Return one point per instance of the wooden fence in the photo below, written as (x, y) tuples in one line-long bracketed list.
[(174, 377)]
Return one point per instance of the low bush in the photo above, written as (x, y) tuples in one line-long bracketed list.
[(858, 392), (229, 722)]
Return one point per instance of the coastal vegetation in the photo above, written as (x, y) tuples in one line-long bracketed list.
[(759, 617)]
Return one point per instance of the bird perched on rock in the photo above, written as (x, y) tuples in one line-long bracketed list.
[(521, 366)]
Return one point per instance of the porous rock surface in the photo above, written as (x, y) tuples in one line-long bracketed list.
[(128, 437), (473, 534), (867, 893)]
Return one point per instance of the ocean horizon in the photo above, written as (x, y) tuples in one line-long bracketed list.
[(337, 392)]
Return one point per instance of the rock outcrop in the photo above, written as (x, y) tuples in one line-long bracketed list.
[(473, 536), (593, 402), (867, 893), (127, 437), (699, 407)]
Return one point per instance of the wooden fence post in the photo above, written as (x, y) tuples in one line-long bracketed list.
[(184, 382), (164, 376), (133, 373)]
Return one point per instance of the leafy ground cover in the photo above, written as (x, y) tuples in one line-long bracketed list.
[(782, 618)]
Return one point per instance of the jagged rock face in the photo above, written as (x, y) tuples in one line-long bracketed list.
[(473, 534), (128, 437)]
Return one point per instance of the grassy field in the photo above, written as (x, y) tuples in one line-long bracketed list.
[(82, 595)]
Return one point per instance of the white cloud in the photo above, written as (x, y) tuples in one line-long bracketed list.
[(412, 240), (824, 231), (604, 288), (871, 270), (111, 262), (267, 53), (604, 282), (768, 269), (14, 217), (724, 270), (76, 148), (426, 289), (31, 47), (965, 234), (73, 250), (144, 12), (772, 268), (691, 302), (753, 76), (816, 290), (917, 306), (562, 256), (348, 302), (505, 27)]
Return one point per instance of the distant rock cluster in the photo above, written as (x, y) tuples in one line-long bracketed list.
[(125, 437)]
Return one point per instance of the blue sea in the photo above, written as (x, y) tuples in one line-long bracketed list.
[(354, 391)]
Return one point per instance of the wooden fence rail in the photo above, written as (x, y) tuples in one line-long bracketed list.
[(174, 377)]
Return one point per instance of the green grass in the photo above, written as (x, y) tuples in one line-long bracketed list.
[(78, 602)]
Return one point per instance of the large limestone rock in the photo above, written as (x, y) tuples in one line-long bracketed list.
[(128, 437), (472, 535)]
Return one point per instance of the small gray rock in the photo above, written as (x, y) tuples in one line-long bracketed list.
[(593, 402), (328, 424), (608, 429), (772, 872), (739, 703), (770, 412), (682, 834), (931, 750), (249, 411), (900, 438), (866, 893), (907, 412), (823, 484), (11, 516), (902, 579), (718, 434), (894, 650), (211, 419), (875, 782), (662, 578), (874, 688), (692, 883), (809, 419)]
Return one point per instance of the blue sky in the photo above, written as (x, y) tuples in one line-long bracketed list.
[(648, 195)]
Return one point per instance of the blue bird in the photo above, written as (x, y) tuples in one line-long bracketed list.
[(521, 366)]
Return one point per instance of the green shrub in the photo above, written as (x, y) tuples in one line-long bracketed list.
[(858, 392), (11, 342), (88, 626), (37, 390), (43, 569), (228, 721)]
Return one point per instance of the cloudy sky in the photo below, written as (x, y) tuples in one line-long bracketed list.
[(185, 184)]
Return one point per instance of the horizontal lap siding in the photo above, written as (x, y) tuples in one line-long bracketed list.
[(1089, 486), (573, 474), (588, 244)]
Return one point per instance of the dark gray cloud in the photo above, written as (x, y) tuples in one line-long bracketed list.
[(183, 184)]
_ _ _
Rewrite the listing above, replacing "bracketed list" with "square-bracketed list" everywhere it appears and leaving everything else unchanged.

_Solution for this task_:
Return one point per instance of the wooden fence in the photo below, written as (x, y) tuples in one line-long square-bracketed list.
[(174, 377)]
Return one point per instance of the low bush in the photo above, written as (x, y) tuples in one line-long square-bracketed list.
[(858, 392), (229, 722)]
Return one point per instance of the coastal vegetation in the photo above, written as (x, y) tuples in one line-long square-bracketed list.
[(759, 617)]
Return one point per instance of the bird perched on rock in the photo above, written as (x, y) tuples in one line-long square-bracketed list.
[(521, 366)]
Return one point per instance of the porous rock surface in the photo above, written as (x, y) tuples in one line-long square-bracketed list.
[(128, 437), (473, 534), (867, 893)]
Return one point per instance of the ocean horizon in the photo above, written as (x, y) tuples in one line-long square-bracketed list.
[(337, 392)]
Return one point per instance of the rock outcrop in the photo above, written as (x, y) tuples in one line-long square-bracketed list.
[(473, 536), (593, 402), (867, 893), (127, 437), (699, 407)]
Return one point per instance of the wooden fence post in the photo above, written as (x, y) tuples in one line-long square-bracketed list.
[(184, 382), (164, 376), (133, 373)]
Return one point per instance of the leafy ground cover in the photo above, written as (x, y) tuples in one line-long square-bracketed list.
[(782, 618)]
Return one point per instance of the jagged rock face in the photo above, written as (x, y) tuples in one line-long square-bracketed list.
[(473, 534), (128, 437)]
Return one point per instance of the grassy field in the photo above, written as (x, y) tuples in one line-long square-bracketed list.
[(82, 595)]
Return one point per instance of the white cloud in the photo above, written as (x, y) tuples in one line-long square-bracketed list.
[(412, 240), (824, 231), (604, 288), (871, 270), (111, 262), (267, 53), (604, 282), (768, 269), (14, 217), (724, 270), (76, 148), (426, 289), (31, 47), (965, 234), (73, 250), (144, 12), (772, 268), (691, 302), (753, 76), (816, 290), (917, 306), (562, 256), (348, 302), (505, 27)]
Return one point per instance of the distant rock cluster in the photo above, written as (x, y) tuples in one line-long square-bracketed list.
[(125, 437)]
Return one point per instance of the blue sea in the photo above, written as (x, y) tuples in one line-long square-bracketed list.
[(354, 391)]
Return one point per instance of the wooden fence rail in the photo above, written as (x, y) tuples in one line-long square-bracketed list.
[(174, 377)]
Return one point per instance of the green grass in the photo above, written as (x, y) tuples in one line-long square-bracketed list.
[(78, 602)]
Return one point per instance of the large limestone rock in the photo above, written as (x, y) tuples in one line-long square-bracketed list.
[(128, 437), (472, 535)]
Return one point per instance of the small gray rock in the photo above, written as (x, y) tuples in one line-long square-bracketed list.
[(593, 402), (328, 424), (608, 429), (772, 872), (739, 703), (770, 412), (682, 834), (931, 750), (249, 411), (900, 438), (866, 893), (907, 412), (823, 484), (11, 516), (902, 579), (718, 434), (894, 650), (211, 419), (875, 782), (662, 578), (874, 688), (692, 883), (809, 419)]
Return one point per instance of the blue sky in the photo above, written as (x, y) tuples in one line-long square-bracketed list.
[(648, 195)]
Return one point per instance of the blue bird in the photo above, written as (x, y) tuples in one line-long square-bracketed list.
[(521, 366)]
Return one point per instance of the green shrub in the photo above, written as (x, y) tuples in one line-long square-bracketed list.
[(858, 392), (11, 342), (88, 626), (37, 390), (43, 569), (228, 721)]
Return one point per instance of the cloudy sky in the photo below, written as (x, y) tuples in one line-long square-bracketed list.
[(185, 184)]
Return one point per instance of the horizontal lap siding in the photo above, written as (x, y) tuples in one line-long square-bracketed list.
[(1089, 486), (573, 474), (588, 244)]
Return one point per instance of the dark gray cloud in the photo above, written as (x, y) tuples in one line-long square-bracketed list.
[(183, 184)]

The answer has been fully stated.